• _Gespeicherte Einträge aus dem Datensatz_
····················
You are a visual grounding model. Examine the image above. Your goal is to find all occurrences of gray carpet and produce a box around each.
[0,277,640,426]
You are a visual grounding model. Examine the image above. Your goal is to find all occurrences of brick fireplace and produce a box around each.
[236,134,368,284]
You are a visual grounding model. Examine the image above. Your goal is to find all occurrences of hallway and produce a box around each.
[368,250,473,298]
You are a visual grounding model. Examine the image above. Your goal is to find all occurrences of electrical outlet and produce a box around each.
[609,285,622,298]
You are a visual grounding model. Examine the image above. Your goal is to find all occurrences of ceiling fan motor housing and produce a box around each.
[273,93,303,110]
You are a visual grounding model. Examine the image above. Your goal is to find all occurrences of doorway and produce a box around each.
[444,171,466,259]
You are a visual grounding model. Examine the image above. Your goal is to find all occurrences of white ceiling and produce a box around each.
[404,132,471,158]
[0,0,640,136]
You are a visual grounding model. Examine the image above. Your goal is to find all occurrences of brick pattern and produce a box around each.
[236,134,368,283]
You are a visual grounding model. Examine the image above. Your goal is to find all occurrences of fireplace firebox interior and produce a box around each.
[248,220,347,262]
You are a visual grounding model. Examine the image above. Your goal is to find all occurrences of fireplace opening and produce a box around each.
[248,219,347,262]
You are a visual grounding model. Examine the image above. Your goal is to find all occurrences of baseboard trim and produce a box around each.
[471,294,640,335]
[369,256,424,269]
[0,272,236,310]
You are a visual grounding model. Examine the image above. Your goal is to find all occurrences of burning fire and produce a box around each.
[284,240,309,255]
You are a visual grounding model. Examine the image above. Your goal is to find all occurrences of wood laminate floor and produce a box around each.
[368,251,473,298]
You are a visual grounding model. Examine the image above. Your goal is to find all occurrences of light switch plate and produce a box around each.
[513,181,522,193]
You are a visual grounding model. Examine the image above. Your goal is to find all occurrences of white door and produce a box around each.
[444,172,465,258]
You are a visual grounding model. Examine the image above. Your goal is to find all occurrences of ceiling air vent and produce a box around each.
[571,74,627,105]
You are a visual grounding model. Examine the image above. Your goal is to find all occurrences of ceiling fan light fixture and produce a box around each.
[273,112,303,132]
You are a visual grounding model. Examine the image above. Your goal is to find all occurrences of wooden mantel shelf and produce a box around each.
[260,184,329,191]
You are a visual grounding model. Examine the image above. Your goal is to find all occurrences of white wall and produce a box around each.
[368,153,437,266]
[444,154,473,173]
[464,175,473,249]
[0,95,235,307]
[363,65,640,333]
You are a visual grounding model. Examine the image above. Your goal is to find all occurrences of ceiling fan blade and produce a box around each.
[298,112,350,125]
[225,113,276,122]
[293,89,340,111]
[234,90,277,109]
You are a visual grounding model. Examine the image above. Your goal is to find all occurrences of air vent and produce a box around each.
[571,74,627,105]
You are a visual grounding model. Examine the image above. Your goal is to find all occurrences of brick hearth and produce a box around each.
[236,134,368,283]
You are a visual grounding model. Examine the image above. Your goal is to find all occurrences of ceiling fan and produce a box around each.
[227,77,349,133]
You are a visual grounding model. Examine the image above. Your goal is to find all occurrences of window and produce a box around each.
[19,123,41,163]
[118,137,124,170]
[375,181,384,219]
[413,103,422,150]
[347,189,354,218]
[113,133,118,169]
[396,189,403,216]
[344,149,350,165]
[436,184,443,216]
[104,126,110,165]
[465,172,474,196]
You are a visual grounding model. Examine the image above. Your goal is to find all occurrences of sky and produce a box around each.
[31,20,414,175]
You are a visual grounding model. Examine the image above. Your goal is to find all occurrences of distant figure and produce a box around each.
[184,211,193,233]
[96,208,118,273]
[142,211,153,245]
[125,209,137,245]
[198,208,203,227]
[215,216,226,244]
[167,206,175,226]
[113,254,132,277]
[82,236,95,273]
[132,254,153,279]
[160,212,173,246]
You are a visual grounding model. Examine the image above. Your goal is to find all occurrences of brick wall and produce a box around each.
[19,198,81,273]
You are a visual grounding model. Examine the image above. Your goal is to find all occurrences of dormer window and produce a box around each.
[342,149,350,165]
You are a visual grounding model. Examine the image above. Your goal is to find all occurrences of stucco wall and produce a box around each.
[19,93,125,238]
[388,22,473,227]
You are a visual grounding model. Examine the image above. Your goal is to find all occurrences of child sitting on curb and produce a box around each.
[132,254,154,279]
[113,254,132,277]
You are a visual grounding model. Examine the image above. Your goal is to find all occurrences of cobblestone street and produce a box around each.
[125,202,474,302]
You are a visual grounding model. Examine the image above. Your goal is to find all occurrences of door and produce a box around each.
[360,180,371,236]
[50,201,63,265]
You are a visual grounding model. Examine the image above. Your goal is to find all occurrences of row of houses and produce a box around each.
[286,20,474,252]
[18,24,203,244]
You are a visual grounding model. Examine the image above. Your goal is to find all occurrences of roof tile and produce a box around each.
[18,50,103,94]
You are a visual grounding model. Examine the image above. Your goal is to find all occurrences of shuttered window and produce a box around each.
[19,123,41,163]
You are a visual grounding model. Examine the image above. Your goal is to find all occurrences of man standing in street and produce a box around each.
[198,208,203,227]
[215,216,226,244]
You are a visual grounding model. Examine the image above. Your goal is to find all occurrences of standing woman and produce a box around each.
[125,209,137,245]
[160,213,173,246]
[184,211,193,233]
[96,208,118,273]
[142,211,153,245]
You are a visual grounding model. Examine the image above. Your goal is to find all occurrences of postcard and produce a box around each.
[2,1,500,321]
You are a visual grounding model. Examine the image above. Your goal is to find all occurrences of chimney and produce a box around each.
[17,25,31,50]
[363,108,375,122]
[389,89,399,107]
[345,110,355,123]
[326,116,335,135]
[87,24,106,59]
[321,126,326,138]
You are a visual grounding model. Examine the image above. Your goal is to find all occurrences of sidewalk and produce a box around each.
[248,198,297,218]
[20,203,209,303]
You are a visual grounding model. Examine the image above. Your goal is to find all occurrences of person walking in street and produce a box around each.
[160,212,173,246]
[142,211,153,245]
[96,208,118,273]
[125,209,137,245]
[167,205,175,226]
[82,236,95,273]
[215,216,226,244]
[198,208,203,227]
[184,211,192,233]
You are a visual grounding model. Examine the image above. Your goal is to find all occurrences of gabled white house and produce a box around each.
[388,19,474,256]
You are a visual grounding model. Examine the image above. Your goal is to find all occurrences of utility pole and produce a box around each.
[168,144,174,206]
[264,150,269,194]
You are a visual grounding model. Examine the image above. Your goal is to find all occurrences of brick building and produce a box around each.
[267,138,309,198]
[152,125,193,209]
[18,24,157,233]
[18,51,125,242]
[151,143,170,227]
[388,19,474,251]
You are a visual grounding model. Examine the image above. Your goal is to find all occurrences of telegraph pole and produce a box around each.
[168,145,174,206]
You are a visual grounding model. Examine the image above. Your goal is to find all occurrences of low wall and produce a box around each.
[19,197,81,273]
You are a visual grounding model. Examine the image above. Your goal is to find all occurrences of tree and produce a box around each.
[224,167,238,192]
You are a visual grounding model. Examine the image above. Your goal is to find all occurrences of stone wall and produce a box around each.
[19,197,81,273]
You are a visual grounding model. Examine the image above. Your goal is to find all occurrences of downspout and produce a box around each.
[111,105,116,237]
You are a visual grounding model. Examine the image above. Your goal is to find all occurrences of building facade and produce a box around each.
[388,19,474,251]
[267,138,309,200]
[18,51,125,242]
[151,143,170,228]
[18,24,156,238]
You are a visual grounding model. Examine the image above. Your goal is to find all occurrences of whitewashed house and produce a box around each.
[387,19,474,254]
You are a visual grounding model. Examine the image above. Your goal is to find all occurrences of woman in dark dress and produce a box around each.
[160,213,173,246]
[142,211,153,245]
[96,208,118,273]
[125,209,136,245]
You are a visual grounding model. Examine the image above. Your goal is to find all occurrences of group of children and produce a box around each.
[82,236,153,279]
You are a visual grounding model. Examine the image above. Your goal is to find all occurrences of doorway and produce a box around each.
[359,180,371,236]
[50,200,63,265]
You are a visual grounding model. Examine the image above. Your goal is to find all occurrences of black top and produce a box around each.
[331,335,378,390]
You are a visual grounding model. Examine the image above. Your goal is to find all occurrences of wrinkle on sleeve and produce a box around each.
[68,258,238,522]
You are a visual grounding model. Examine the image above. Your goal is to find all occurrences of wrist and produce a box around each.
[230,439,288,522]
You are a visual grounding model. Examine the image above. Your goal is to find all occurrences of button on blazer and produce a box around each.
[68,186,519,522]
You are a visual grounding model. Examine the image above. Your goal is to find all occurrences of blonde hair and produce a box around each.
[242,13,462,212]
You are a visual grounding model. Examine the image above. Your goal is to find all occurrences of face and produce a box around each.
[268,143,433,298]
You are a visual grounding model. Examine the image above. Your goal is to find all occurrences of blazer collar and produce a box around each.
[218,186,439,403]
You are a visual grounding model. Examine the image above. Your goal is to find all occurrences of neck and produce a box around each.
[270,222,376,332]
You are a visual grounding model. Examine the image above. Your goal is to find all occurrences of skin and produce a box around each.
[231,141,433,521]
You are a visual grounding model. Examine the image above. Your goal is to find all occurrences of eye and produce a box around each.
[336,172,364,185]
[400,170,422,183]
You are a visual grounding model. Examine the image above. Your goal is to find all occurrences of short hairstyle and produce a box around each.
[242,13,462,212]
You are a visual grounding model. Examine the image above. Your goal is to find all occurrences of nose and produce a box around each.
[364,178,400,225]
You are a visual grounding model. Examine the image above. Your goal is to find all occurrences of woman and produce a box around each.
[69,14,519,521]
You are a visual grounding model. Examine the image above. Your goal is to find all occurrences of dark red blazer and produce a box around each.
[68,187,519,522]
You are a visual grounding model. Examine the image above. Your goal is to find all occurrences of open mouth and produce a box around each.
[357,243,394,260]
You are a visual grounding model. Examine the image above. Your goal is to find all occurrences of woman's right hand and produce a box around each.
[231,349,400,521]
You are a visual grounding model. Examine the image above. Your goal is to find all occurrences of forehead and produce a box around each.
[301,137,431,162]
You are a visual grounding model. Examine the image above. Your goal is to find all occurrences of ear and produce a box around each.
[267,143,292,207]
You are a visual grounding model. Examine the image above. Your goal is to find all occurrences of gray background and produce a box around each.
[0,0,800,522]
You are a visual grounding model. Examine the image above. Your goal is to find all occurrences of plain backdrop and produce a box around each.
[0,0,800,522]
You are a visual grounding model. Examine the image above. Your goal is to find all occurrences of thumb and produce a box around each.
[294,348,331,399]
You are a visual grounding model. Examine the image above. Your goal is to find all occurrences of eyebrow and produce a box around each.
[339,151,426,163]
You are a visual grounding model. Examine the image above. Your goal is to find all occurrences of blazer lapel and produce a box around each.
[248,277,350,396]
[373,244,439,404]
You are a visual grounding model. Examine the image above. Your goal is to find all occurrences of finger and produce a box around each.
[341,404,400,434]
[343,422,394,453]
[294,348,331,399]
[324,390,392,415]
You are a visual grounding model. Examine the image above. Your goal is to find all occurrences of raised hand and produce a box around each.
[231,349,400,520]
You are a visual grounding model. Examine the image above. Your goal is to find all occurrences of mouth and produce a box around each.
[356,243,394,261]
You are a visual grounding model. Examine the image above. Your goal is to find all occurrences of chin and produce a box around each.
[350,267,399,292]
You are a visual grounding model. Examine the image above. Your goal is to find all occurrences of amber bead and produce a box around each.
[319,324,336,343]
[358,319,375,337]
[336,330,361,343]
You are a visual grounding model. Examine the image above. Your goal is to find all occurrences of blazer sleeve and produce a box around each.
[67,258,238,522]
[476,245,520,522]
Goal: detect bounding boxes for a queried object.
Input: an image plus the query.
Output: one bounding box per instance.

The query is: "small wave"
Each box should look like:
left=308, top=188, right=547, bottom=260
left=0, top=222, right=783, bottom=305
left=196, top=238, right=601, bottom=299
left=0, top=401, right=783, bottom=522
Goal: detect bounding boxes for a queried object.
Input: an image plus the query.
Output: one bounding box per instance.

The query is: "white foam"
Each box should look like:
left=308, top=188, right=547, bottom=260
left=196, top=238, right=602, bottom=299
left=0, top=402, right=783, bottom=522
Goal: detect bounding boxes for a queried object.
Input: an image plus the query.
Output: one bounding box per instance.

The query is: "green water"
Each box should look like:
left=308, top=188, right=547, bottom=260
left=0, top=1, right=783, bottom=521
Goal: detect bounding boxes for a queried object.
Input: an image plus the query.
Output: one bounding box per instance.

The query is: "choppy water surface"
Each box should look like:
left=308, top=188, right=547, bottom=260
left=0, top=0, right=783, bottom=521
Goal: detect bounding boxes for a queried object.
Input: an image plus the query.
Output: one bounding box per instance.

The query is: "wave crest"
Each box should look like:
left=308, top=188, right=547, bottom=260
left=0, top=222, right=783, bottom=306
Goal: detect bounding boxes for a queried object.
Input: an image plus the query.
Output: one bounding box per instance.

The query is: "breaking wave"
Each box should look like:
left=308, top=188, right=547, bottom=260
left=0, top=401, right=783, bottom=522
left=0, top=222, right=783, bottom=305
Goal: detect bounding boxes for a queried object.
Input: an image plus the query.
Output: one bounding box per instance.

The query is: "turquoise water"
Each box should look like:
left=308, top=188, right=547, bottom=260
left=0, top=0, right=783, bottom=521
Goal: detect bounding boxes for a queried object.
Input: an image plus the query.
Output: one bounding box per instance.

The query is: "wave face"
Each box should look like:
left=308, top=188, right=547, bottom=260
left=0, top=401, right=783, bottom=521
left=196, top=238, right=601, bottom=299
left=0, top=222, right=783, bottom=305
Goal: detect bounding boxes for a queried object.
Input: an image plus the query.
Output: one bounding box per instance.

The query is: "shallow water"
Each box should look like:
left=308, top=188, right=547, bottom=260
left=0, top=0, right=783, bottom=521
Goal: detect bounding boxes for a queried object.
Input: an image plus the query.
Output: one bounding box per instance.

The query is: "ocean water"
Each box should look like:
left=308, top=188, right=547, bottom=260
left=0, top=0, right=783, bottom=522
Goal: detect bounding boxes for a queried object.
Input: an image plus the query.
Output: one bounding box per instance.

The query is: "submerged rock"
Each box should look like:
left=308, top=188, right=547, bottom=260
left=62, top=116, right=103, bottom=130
····················
• _ZIEL_
Schreib den Teil der Auflistung, der mit ihrer ersten Zeile anfängt und mit der Zeile mit "[368,250,473,298]" aufhört, Zeile für Zeile vollständig noch einmal ab. Verschieb dabei jeden Koordinatenwert in den Antworten um 142 nach oben.

• _ANTWORT ZUR AUFGABE_
You are a visual grounding model. Examine the image above. Your goal is to find all occurrences of gray carpet and produce a box around each.
[142,419,782,568]
You are a visual grounding model. Examine the image above. Your goal is to find all occurrences of brick fireplace and produce a box around each.
[378,276,510,426]
You are a visual grounding model. Examine the image above. Your goal is to find all occurrences of hallway and produce a box around each.
[510,392,615,440]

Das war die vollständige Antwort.